(Point-per-instance localization data)
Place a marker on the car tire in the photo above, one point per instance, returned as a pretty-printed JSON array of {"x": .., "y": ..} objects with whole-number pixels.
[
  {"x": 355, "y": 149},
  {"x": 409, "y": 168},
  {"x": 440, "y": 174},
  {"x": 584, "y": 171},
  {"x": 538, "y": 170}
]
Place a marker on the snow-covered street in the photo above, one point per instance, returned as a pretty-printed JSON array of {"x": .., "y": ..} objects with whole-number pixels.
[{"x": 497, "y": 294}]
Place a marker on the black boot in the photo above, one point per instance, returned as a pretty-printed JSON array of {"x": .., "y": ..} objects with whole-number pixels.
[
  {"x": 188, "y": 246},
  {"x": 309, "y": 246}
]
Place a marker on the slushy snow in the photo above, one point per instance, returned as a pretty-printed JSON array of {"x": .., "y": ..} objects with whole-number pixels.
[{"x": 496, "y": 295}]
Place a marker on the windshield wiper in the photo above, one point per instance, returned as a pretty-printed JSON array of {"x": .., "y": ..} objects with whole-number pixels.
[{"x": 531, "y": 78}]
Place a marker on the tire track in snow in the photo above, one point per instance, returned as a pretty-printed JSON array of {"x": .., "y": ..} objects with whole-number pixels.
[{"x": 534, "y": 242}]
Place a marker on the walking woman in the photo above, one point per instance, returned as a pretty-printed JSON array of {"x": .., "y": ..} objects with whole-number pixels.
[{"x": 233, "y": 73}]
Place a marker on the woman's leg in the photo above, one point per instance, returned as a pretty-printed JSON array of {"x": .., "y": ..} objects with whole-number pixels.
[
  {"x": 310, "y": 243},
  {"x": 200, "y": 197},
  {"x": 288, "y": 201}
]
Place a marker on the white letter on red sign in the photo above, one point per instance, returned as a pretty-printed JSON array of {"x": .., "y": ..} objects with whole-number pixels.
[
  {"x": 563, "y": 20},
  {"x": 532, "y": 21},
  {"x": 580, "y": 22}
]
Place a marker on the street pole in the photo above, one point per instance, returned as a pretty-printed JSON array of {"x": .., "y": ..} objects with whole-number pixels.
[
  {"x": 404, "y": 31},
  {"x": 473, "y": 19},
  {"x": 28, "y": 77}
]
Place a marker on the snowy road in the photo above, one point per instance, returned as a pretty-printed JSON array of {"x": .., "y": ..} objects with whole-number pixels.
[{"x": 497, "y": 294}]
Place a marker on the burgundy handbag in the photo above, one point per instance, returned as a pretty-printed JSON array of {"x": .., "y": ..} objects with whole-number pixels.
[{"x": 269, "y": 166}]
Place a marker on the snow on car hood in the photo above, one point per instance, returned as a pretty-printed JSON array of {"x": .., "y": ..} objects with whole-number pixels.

» **Exercise instructions**
Every line in the data above has to be retyped exactly.

» **The answer**
Place a marker on the car tire in the photo above, one point per instance, returned as a pretty-printed JSON array of {"x": .., "y": ..} objects with whole-number pixels.
[
  {"x": 355, "y": 149},
  {"x": 409, "y": 168},
  {"x": 440, "y": 174},
  {"x": 584, "y": 171},
  {"x": 538, "y": 170}
]
Place a marker on the snow-covered street in the photo above, one point per instance, returned as a pretty-printed JSON array of {"x": .., "y": ..} objects with whole-number pixels.
[{"x": 497, "y": 294}]
Place a marker on the black boot in the photo above, one point per instance, returned as a pretty-printed JSON array of {"x": .., "y": ..} objects with whole-number pixels.
[
  {"x": 188, "y": 246},
  {"x": 309, "y": 246}
]
Place a marker on the slushy snow in the photo above, one point per instance, returned as a pretty-printed JSON array of {"x": .., "y": ..} objects with whole-number pixels.
[{"x": 496, "y": 295}]
Place a marker on the windshield wiper in the photo above, one point per instance, returned as a pretty-printed JSON array of {"x": .., "y": ..} objects with whole-number pixels.
[{"x": 531, "y": 78}]
Place a marker on the tire track in snow in the photo above, one point per instance, returned as a pretty-printed JSON array of {"x": .., "y": ..} objects with whole-number pixels.
[{"x": 534, "y": 242}]
Place a marker on the walking woman in the photo above, one point per instance, returned as a pretty-printed JSON array of {"x": .., "y": ..} objects with whole-number pixels.
[{"x": 233, "y": 73}]
Place a marker on the woman's leg in the photo above, one point per instance, returned as a pretty-printed JSON array of {"x": .., "y": ..} objects with whole-number pixels.
[
  {"x": 310, "y": 243},
  {"x": 200, "y": 197},
  {"x": 288, "y": 201}
]
Place a marker on the white letter on red sign in the photo above, one point per instance, returned as a pretty-printed JSON array of {"x": .., "y": ..} objects with whole-number pixels.
[
  {"x": 563, "y": 20},
  {"x": 532, "y": 21},
  {"x": 580, "y": 22}
]
Place a marker on the street pole in the photo above, one point per instance, returned as a pretty-printed JSON array of {"x": .., "y": ..} objects with whole-number pixels.
[
  {"x": 404, "y": 31},
  {"x": 473, "y": 19},
  {"x": 28, "y": 77}
]
Place a marker on the snowy road in the photo above, one point per instance, returned as a pretty-printed JSON array of {"x": .., "y": ..} objects with whole-number pixels.
[{"x": 497, "y": 294}]
Place a marker on the burgundy handbag in the photo above, one point per instance, returned as a pretty-printed JSON array of {"x": .., "y": ..} objects with whole-number pixels.
[{"x": 269, "y": 166}]
Place a marker on the snow on car hood in the photo above, one point per instance, returned as a pretty-printed JSON array of {"x": .., "y": ..} objects with whole-number pixels.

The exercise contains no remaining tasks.